===== Data excerpts =====

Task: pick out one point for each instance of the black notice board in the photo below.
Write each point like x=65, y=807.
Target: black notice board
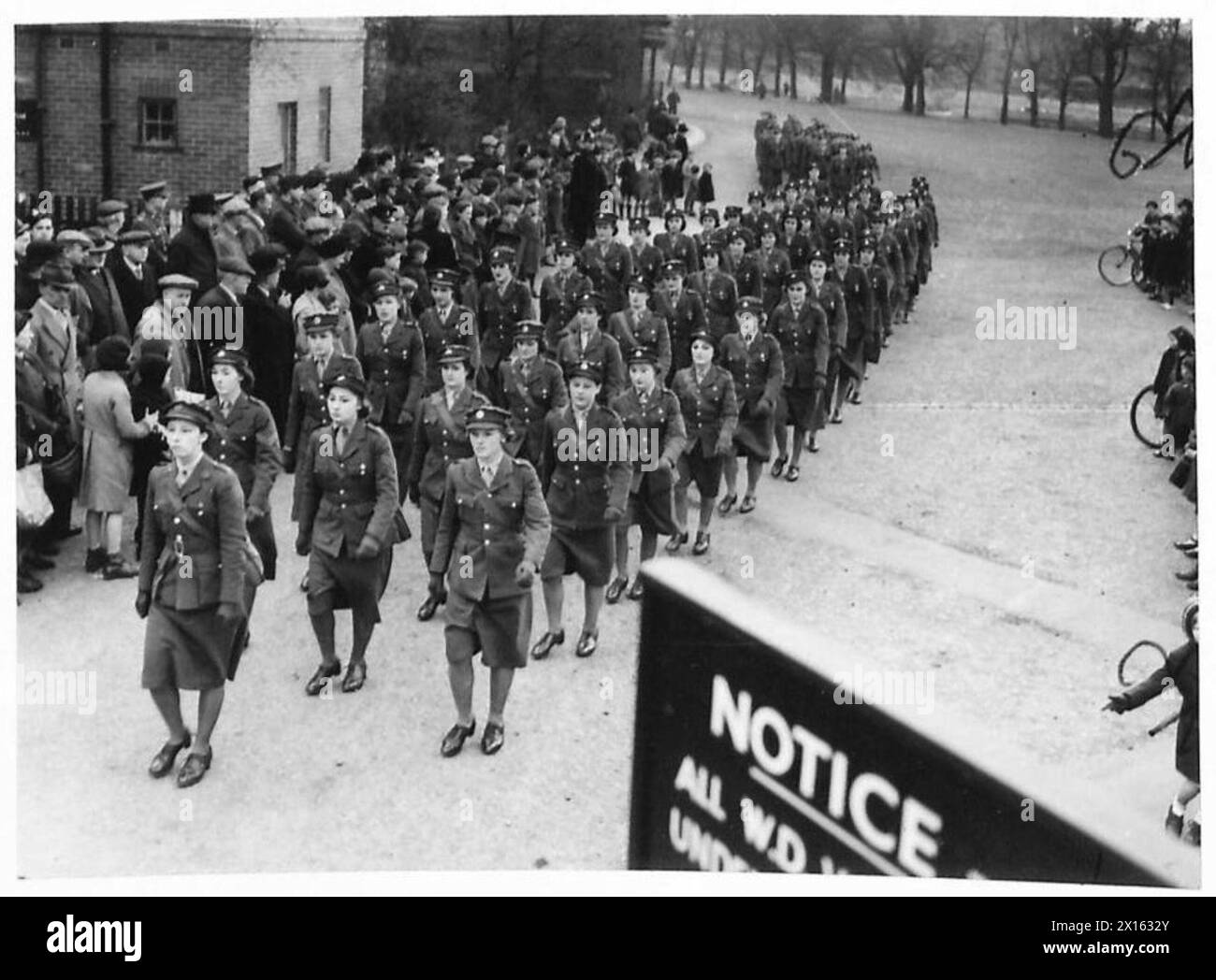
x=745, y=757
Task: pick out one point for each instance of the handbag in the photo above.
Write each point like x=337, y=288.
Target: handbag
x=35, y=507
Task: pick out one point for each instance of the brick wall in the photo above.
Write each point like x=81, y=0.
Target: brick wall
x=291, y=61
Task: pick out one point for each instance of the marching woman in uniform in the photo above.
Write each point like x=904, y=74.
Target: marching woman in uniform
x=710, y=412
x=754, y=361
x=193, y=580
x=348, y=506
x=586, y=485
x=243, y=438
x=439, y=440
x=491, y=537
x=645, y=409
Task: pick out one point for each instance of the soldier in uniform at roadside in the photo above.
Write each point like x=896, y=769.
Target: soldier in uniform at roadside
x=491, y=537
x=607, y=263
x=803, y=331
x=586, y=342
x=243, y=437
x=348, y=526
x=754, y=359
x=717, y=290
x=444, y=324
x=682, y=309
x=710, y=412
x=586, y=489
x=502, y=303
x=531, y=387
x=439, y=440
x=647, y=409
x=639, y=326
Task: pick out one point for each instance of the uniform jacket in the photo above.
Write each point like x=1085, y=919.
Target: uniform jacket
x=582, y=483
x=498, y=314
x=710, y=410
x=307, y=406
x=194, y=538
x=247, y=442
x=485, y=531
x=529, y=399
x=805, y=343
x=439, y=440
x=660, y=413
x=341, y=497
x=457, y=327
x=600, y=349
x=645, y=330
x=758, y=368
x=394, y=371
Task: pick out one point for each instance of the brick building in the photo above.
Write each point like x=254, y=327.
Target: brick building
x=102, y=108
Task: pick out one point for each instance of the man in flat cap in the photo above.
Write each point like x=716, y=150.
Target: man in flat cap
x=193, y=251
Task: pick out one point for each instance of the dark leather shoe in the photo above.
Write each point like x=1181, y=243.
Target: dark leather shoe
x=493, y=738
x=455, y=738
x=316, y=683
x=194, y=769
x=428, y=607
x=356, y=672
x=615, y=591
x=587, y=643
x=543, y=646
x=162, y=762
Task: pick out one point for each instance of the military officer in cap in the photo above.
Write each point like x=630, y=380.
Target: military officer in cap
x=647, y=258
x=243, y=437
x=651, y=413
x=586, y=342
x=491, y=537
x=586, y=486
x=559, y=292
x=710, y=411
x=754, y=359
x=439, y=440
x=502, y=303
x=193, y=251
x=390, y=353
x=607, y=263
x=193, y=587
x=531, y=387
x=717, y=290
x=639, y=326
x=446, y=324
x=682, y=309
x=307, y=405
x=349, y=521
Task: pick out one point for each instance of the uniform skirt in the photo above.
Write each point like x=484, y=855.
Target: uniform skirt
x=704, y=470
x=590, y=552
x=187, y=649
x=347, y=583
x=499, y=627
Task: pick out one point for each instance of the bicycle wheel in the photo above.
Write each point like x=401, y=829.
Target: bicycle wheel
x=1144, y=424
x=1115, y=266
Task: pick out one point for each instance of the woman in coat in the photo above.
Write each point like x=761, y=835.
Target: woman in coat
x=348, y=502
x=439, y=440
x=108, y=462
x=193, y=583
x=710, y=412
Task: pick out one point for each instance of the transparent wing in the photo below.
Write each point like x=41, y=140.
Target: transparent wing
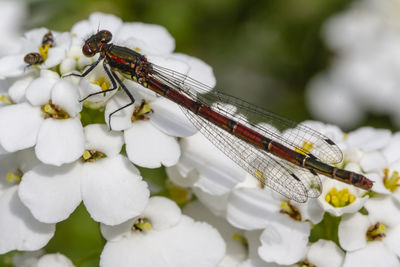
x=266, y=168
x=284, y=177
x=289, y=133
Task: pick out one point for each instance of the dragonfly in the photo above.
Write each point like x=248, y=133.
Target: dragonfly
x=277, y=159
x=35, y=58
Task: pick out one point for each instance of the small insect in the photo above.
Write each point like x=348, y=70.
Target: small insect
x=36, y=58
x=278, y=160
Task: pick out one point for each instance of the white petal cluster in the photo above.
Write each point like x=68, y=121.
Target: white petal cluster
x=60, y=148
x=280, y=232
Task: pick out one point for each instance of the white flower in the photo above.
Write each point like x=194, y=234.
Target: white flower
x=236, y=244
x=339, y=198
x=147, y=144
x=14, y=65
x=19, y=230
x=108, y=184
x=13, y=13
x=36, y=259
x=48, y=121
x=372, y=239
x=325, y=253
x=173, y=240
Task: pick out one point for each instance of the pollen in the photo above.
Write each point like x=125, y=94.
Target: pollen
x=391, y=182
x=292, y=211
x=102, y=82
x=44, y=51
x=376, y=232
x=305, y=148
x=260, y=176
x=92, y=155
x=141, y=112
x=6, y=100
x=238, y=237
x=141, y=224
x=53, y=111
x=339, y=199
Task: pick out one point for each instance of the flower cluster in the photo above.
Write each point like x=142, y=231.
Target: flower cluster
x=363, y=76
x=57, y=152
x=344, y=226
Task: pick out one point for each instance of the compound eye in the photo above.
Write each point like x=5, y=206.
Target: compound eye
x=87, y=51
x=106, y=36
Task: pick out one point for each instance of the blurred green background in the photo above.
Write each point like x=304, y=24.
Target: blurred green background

=====

Could you write out all the rows above again, swapping every "pick out" for "mark" and changing nothing else? Leave the pictures out.

Task: mark one point for each instance of the black notice board in the photo below.
Write each point like x=65, y=807.
Target: black notice board
x=745, y=757
Task: mark one point for each instance of the handbag in the photo above.
Write each point like x=337, y=288.
Target: handbag
x=35, y=507
Task: mark one point for each instance of the brick wall in the photo above.
Write each point like x=81, y=0.
Target: brick wall
x=291, y=61
Task: mark one point for each instance of the marching woman in uniform in the photo above.
Write each point like x=904, y=74.
Target: marching woman in uniform
x=710, y=412
x=754, y=361
x=193, y=580
x=348, y=506
x=586, y=485
x=243, y=438
x=439, y=440
x=491, y=537
x=645, y=409
Task: mark one point for each instance of the soldier in uniform at roadside in the photo above.
Write each point like x=896, y=769.
Target: soldier in uniform at roadside
x=491, y=537
x=607, y=263
x=803, y=331
x=586, y=342
x=243, y=437
x=348, y=526
x=754, y=359
x=717, y=290
x=444, y=324
x=682, y=309
x=710, y=412
x=586, y=489
x=502, y=303
x=531, y=387
x=439, y=440
x=647, y=409
x=639, y=326
Task: mark one point for each instance of the uniform jacket in the photo above.
Write each point like x=1085, y=919.
Target: uniform jacket
x=582, y=483
x=498, y=314
x=710, y=410
x=307, y=406
x=194, y=538
x=247, y=442
x=485, y=531
x=529, y=399
x=805, y=343
x=439, y=440
x=660, y=413
x=341, y=497
x=457, y=327
x=600, y=349
x=645, y=330
x=758, y=368
x=394, y=371
Task: mark one point for each instance of the brick building in the photo above.
Write each point like x=254, y=327.
Target: brick building
x=102, y=108
Task: mark one point for each instance of the man in flat cap in the photo above.
Write each point like x=716, y=150.
Target: man in flat cap
x=193, y=251
Task: mark one point for each instance of the dark leather shoe in the photo above.
Write each point like x=1181, y=243.
Target: dark leather shoe
x=493, y=738
x=455, y=738
x=316, y=683
x=194, y=769
x=428, y=607
x=356, y=672
x=615, y=591
x=587, y=643
x=543, y=646
x=162, y=762
Task: mark one point for each instance of the military officer in cap in the photo above.
Write each point like x=630, y=380.
Target: military officer in cap
x=647, y=258
x=243, y=437
x=651, y=413
x=586, y=342
x=491, y=537
x=586, y=486
x=559, y=292
x=710, y=411
x=754, y=359
x=439, y=440
x=502, y=303
x=193, y=251
x=390, y=353
x=607, y=263
x=193, y=587
x=531, y=387
x=717, y=290
x=639, y=326
x=446, y=324
x=682, y=309
x=307, y=405
x=349, y=521
Task: mark one point for each instance of the uniform skirt in the photo above.
Write each point like x=484, y=855.
Target: uniform skirt
x=704, y=470
x=590, y=552
x=187, y=649
x=347, y=583
x=499, y=627
Task: mark one point for each instance of the bicycle wheel in the photo above.
Write each point like x=401, y=829.
Target: bicycle wheel
x=1144, y=424
x=1115, y=266
Task: mark one point for each instance of the woman in coat in the photo above.
Write each point like x=761, y=835.
Target: woman in coat
x=348, y=502
x=439, y=440
x=108, y=462
x=193, y=583
x=710, y=412
Task: mark one point for each instance of the transparent wing in the photo below.
Write each point like x=41, y=140.
Target: transparent wing
x=266, y=168
x=284, y=177
x=289, y=133
Task: mark one point for each instance of the dragonfly in the photo above.
Write each point like x=248, y=133.
Target: dragonfly
x=277, y=159
x=35, y=58
Task: mark one point for each instance of the small insect in the photo above.
Write each point like x=348, y=70.
Target: small insect
x=36, y=58
x=278, y=160
Task: mark one point for each instance of the white petal cluster in the photo above.
Write each point like x=68, y=121.
Target: white petal cluster
x=60, y=148
x=280, y=232
Task: mark one point for each instance of the white flower in the photo above.
Write each point like x=194, y=234.
Target: white flower
x=236, y=244
x=339, y=198
x=147, y=144
x=14, y=65
x=19, y=230
x=108, y=184
x=13, y=13
x=36, y=259
x=48, y=121
x=372, y=239
x=325, y=253
x=173, y=240
Task: mark one point for each instance of the pollen in the photo above.
Write each point like x=125, y=94.
Target: pollen
x=391, y=182
x=292, y=211
x=102, y=82
x=44, y=51
x=376, y=232
x=305, y=148
x=260, y=176
x=92, y=155
x=141, y=112
x=6, y=100
x=238, y=237
x=141, y=224
x=53, y=111
x=339, y=199
Task: mark one point for each instance of the flower cluster in the photo above.
Write each point like x=142, y=231.
Target: flower cluster
x=363, y=76
x=57, y=152
x=344, y=226
Task: mark one point for each instance of the compound eye in the photo above.
Write each point like x=5, y=206.
Target: compound eye
x=87, y=51
x=106, y=36
Task: mark one point for each instance of the blurred green background in the photo above.
Write each point like x=304, y=24.
Target: blurred green background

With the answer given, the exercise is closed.